**YOUR OBJECTIVE**
Arrange the lines below as a numbered list, leaving out blank lines and pictures.

**TASK DATA**
[BEGIN]
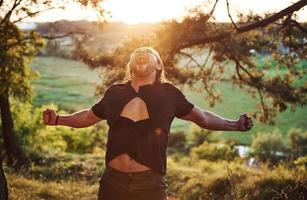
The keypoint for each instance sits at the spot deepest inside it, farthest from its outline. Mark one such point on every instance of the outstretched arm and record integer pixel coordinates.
(80, 119)
(212, 121)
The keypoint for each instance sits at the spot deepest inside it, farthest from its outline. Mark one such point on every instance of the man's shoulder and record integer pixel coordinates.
(115, 87)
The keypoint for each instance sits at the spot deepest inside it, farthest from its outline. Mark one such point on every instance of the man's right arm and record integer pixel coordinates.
(80, 119)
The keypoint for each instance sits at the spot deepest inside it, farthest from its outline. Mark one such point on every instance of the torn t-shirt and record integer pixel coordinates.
(144, 140)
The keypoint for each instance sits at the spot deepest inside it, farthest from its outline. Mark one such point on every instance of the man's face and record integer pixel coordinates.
(143, 62)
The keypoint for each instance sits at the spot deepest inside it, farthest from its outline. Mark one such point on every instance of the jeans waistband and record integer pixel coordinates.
(111, 170)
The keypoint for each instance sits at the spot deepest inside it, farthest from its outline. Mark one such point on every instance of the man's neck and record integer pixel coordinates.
(138, 81)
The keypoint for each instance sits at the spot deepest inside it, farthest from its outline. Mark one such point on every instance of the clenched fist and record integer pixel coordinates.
(245, 123)
(49, 116)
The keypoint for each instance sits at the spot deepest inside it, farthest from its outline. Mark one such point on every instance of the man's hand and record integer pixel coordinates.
(245, 123)
(49, 116)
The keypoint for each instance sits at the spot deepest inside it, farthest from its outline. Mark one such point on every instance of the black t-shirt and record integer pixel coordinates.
(144, 140)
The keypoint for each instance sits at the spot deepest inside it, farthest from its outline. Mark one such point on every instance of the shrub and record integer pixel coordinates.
(213, 151)
(266, 146)
(297, 140)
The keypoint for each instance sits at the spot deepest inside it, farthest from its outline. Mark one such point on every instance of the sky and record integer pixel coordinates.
(136, 11)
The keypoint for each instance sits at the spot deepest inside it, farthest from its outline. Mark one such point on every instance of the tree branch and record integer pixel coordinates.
(229, 15)
(34, 13)
(262, 23)
(295, 7)
(61, 36)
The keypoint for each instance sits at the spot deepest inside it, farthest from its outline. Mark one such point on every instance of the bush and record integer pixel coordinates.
(267, 146)
(37, 137)
(213, 151)
(297, 140)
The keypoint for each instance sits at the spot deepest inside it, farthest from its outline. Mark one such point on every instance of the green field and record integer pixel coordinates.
(69, 84)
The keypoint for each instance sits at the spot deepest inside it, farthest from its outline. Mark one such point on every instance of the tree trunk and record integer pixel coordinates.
(3, 185)
(15, 156)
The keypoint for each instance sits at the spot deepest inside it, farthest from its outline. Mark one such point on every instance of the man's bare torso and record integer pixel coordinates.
(136, 110)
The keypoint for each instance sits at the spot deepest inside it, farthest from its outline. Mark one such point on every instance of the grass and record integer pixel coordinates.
(69, 84)
(22, 188)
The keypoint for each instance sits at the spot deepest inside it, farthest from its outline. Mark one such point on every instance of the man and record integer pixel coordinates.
(139, 113)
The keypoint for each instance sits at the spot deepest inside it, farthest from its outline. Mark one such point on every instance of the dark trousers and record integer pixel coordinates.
(118, 185)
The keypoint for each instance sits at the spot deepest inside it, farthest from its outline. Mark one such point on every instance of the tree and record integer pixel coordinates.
(17, 48)
(210, 47)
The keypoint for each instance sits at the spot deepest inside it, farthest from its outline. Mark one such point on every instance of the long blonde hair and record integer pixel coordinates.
(160, 75)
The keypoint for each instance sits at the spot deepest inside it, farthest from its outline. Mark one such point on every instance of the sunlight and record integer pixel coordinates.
(135, 11)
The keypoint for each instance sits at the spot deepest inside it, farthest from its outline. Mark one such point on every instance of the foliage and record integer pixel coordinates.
(297, 140)
(201, 55)
(37, 137)
(267, 146)
(17, 49)
(231, 180)
(213, 151)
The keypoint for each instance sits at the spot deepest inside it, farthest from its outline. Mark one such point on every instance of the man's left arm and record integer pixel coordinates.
(212, 121)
[END]
**TASK RESPONSE**
1. The keypoint for each instance sits at the spot deepest inside it, farthest from its outline. Mark one such point on every instance of the outstretched arm and record integer pixel coordinates.
2. (80, 119)
3. (212, 121)
4. The keypoint for each instance sits at the spot deepest inside it, farthest from its outline. Mark one such point on every instance of the man's shoulder and record integer pixel coordinates.
5. (115, 87)
6. The keypoint for each instance sits at the spot deepest inside it, farthest from its outline. Mark one such point on every instance of the man's right arm and record integer pixel coordinates.
7. (80, 119)
8. The keypoint for each instance sits at the spot deepest inside it, farthest from its outline. Mark one such point on every instance of the torn t-shirt and record integer pixel coordinates.
9. (144, 140)
10. The keypoint for each instance sits at the spot deepest inside it, farthest from its outline. Mark one such point on every instance of the man's face and record integer pixel coordinates.
11. (143, 62)
12. The keypoint for each instance sits at the spot deepest inside it, farthest from its outline. Mark one such point on every instance of the jeans waistband and record integer pixel coordinates.
13. (111, 170)
14. The keypoint for each instance sits at the spot deepest inside it, farthest from its outline. Mark one such point on every instance of the man's neck and record integer pixel coordinates.
15. (138, 81)
16. The keypoint for each instance sits at the spot deepest inside it, farthest from its outline. Mark one such point on every instance of the clenched fist and record integer pixel coordinates.
17. (245, 123)
18. (49, 116)
19. The keypoint for each instance sits at the spot deepest inside it, farthest from its outline. Mark one such point on every instance of the man's hand and record integer pixel coordinates.
20. (245, 123)
21. (49, 116)
22. The keypoint for each instance sits at the spot deepest inside it, farthest from its outline. Mark one such point on every instance of the black t-shirt and record integer pixel coordinates.
23. (144, 140)
24. The keypoint for each instance sits at the spot deepest inside it, farthest from its outline. Mark one such point on every instance of the shrub and record integer pixel coordinates.
25. (213, 151)
26. (266, 146)
27. (297, 140)
28. The keypoint for each instance sits at the spot deepest inside it, farthest from its outline. Mark one such point on every instance of the sky and record integer pixel coordinates.
29. (136, 11)
30. The keypoint for each instance sits at the spot deepest inside it, farthest from its outline. Mark one such point on every instance of the tree branch and record integer pixel coordinates.
31. (229, 15)
32. (34, 13)
33. (262, 23)
34. (295, 7)
35. (61, 36)
36. The keypoint for each instance sits at the spot deepest inside it, farthest from its outline. Mark one such point on every instance of the bush and record integer pixel coordinates.
37. (267, 146)
38. (37, 137)
39. (213, 151)
40. (297, 140)
41. The keypoint for each instance sits at the spot deepest inside it, farthest from its outline. Mark one such point on every instance of the green field and record integer pixel coordinates.
42. (69, 84)
43. The keypoint for each instance sits at the spot deepest inside it, farthest from its outline. Mark one such point on every instance of the tree trunk and record integer pixel coordinates.
44. (3, 185)
45. (15, 156)
46. The keypoint for each instance sits at the spot deepest inside it, farthest from its outline. Mark one such point on every instance of the man's bare torso and record integer pixel coordinates.
47. (136, 110)
48. The keypoint for each instance sits at the spot deepest inside it, farthest from its outline. Mark one such point on every instance of the grass and record integer pixel coordinates.
49. (69, 84)
50. (22, 188)
51. The keypoint for each instance sits at the spot deepest inside it, farthest from its outline. Mark one such point on every instance of the man and record integer pixel coordinates.
52. (139, 113)
53. The keypoint for each instance sits at the spot deepest inside it, farthest from its outline. Mark one such point on every instance of the dark trousers and record integer pixel coordinates.
54. (118, 185)
55. The keypoint for each instance sits at the spot deepest inside it, farthest from its outline. Mark one such point on every instance of the tree and record integer pixel coordinates.
56. (17, 48)
57. (210, 47)
58. The keypoint for each instance sits at the spot deepest inside it, farthest from its outline. Mark one such point on every instance of the long blonde hair and record integer pixel coordinates.
59. (160, 75)
60. The keypoint for each instance sits at the spot deepest inside it, farthest from its outline. Mark one such point on every instance of the sunlight and record integer pixel coordinates.
61. (135, 11)
62. The keypoint for each instance sits at the spot deepest inside it, farthest from its outline. Mark one such point on every instance of the foliage and record integer pixel coordinates.
63. (297, 140)
64. (201, 55)
65. (37, 137)
66. (267, 146)
67. (17, 49)
68. (231, 180)
69. (213, 151)
70. The keypoint for each instance sits at the spot deepest inside it, farthest from its outline. Mark one such point on every instance of the man's left arm and record integer pixel coordinates.
71. (212, 121)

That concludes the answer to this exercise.